===== SOURCE RECORDS =====

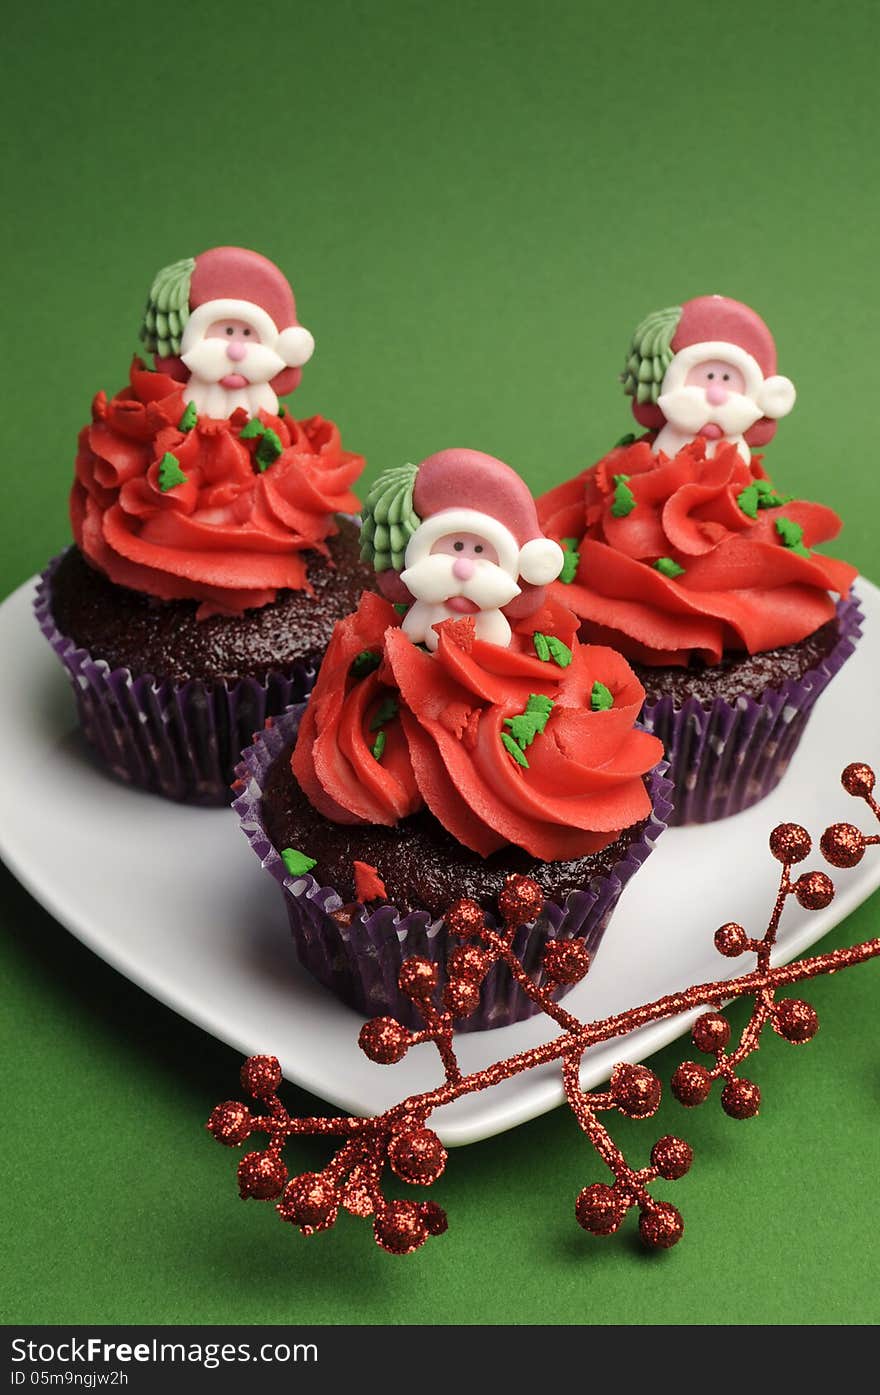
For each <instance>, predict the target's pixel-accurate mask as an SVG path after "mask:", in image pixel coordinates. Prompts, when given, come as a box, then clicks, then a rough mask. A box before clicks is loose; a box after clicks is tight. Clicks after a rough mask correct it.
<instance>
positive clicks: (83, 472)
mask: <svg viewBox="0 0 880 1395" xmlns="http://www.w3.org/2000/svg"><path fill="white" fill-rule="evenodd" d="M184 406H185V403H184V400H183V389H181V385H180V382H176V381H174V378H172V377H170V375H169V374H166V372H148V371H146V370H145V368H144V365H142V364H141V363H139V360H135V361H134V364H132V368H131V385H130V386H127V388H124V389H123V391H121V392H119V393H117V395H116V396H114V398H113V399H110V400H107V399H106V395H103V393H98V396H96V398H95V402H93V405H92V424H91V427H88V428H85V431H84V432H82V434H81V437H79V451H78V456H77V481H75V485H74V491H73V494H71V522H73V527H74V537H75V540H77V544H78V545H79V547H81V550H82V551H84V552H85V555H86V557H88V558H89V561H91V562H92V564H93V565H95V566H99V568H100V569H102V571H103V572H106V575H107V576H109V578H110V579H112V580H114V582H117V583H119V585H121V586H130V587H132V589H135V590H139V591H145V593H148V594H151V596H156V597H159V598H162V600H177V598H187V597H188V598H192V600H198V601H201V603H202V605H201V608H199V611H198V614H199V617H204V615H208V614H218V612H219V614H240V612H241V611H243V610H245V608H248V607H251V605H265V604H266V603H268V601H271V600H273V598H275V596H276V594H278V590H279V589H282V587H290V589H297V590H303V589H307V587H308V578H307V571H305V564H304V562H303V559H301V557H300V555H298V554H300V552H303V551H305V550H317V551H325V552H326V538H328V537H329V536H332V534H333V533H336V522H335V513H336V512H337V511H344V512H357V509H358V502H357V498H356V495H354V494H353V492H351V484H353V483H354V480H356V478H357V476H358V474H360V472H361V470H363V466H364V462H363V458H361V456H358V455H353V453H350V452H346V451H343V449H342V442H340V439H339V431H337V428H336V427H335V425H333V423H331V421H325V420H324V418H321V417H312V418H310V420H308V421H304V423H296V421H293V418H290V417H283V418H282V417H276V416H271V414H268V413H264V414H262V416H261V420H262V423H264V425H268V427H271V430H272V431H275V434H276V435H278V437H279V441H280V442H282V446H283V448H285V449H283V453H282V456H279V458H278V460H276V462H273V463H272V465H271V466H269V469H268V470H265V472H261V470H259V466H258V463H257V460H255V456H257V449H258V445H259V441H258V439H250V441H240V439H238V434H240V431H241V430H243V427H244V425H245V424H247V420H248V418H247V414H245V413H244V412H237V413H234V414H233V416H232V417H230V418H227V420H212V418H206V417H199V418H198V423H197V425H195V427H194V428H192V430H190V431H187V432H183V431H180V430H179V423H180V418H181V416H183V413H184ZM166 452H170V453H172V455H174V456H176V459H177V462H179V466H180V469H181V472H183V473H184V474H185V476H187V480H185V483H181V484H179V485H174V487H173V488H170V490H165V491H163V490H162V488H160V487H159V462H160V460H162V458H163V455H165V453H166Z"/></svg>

=====
===== SOURCE RECORDS =====

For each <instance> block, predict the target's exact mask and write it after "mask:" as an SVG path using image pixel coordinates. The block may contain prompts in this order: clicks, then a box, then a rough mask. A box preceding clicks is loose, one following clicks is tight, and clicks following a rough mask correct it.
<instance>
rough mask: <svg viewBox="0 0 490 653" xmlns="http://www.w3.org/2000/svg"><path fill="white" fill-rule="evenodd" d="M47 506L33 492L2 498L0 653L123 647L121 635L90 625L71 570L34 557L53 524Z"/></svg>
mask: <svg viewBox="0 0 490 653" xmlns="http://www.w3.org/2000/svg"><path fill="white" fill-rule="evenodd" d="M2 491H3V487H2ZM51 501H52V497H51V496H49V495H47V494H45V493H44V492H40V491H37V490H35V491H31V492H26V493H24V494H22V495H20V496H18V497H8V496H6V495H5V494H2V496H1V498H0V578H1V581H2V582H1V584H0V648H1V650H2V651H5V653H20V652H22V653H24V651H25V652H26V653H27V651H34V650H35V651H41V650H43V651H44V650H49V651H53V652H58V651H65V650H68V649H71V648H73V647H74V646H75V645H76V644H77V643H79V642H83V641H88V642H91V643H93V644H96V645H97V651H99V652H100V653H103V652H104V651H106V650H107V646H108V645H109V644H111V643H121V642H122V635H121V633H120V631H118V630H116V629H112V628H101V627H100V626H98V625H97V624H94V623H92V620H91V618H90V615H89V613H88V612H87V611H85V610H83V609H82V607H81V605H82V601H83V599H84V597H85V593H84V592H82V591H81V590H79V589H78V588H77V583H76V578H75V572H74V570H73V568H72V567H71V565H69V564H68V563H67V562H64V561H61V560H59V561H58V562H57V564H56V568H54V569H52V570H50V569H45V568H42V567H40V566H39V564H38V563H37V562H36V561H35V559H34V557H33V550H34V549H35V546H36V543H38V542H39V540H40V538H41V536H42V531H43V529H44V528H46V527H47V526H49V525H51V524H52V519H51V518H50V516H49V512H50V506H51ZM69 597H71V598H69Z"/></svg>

=====
===== SOURCE RECORDS =====

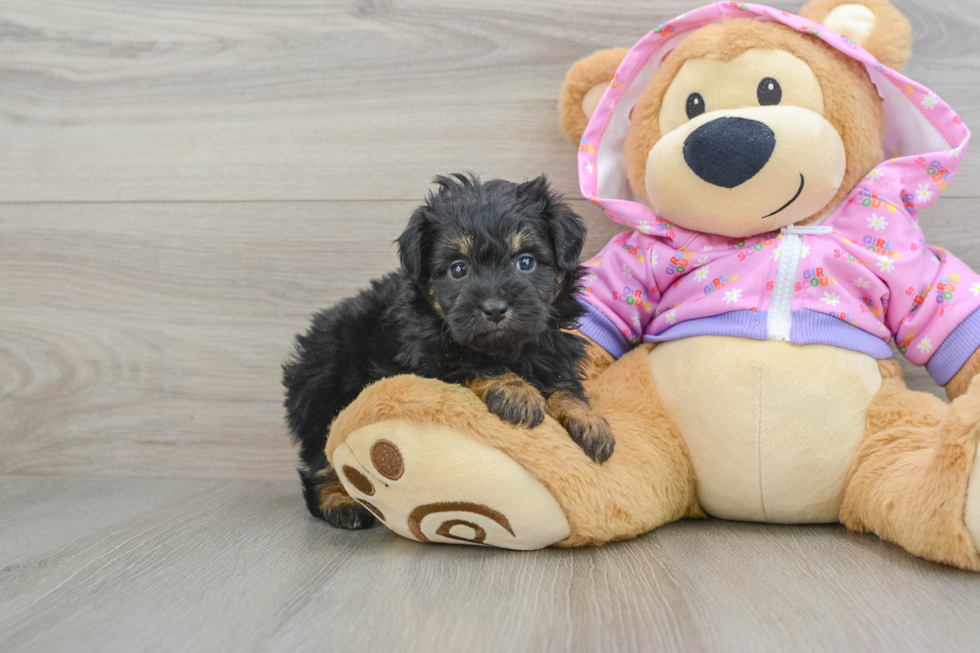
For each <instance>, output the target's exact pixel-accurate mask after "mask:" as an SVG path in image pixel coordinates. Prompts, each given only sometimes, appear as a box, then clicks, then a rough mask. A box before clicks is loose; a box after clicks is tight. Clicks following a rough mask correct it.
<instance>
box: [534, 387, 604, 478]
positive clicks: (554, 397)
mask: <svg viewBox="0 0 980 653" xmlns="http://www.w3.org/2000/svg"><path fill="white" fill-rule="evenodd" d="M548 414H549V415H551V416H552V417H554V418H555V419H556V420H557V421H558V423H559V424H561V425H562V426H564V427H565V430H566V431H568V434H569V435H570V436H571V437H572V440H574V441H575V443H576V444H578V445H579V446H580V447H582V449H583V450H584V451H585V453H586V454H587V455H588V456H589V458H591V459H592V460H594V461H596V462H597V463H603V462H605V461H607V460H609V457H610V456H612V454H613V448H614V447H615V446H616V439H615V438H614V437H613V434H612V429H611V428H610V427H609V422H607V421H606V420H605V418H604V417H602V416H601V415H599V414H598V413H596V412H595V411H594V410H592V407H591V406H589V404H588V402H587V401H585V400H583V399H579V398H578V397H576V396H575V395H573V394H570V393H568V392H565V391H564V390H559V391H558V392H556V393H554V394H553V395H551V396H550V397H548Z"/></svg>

=====

### EXERCISE INSTRUCTIONS
Take the stretch of lines above from the one containing "For each <instance>, output" through the one containing "box: [534, 387, 604, 478]" and repeat it exactly, adding no other line.

### WRITTEN RESPONSE
For each <instance>, output the target's exact pixel-accurate mask after "mask:" as an SVG path in image pixel coordinates. Prompts, each given only sometimes, appear as a box, then clicks, then a rough mask. A box before clicks is loose; a box after clicks is tight. Clicks following a rough mask correct it.
<instance>
box: [534, 387, 604, 478]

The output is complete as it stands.